TASK OBJECTIVE = Decide whether each statement below agrees with the Mother's Day essay, answering yes or no and quoting the essay's deciding words. (a) The writer's mother was an artist. (b) The writer considers herself a perfect mother. (c) Daughter Number One sat in a tree because her ride home from a piano lesson was late.

— start of TEXT TO READ —

Mother’s Day … and Being Good Enough

by | May 8, 2016 | family, holidays, Philippines | 33 comments

 

Mom and me

Mom and me

Mother’s Day cards can be a bit over the top. Have you noticed?

Mom is wonderful, they declare in letters embellished with flowers, butterflies, and cute little birds. She’s amazing, the best mother anyone could wish for. Furthermore, she was always there, believed in me, loved me no matter what, understood me, and taught me sooo much.

A tall order. But I was lucky. I had a good mom. Before she died, I never had any trouble choosing a card for her. She was an artist, so my first priority was to find a beautiful card. After that, the words inside usually seemed to fit. Yes, she was a wonderful mom.

Mom

Mom

But when I think about myself, the whole saintly mom image begins to develop cracks. I was a pretty good mom, I think. But amazing? Perfect? Are you kidding?

Let’s just look at one of a mother’s supposed virtues: She’s “always there.”

Always? Wait, does that include being there on time?

Suddenly an image of Daughter Number One flashes through my mind. She’s sitting in Miss Feliciano’s kalachuchi tree, steam coming out of her ears because I’m late picking her up from her piano lesson. (Now, many years later, Daughter Number One still hates to waste time.)

— end of TEXT TO READ —
— start of LISTED ENTRIES —

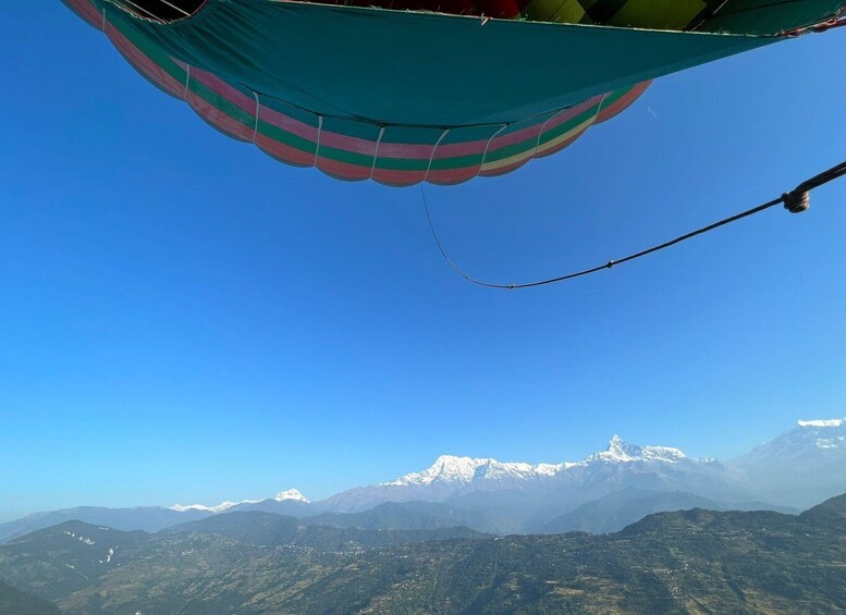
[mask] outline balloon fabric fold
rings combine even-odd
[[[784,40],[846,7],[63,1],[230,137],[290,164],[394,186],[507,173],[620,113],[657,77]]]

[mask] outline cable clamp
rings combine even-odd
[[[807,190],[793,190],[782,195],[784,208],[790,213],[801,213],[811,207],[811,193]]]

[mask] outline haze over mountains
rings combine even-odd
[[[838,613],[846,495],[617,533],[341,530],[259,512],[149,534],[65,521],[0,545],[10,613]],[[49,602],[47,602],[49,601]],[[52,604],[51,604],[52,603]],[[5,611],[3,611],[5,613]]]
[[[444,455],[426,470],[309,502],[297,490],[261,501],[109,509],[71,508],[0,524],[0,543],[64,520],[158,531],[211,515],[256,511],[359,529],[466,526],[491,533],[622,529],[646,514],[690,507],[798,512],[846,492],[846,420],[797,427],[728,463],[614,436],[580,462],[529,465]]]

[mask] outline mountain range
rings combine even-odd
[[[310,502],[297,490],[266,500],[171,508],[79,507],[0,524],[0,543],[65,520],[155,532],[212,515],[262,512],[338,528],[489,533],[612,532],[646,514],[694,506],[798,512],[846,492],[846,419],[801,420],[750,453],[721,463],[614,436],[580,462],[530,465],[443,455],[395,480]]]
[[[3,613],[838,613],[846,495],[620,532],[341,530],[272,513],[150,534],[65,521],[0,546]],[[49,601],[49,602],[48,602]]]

— end of LISTED ENTRIES —

RESPONSE =
(a) Yes: "She was an artist"
(b) No: "But amazing? Perfect? Are you kidding?"
(c) Yes: "because I’m late picking her up from her piano lesson"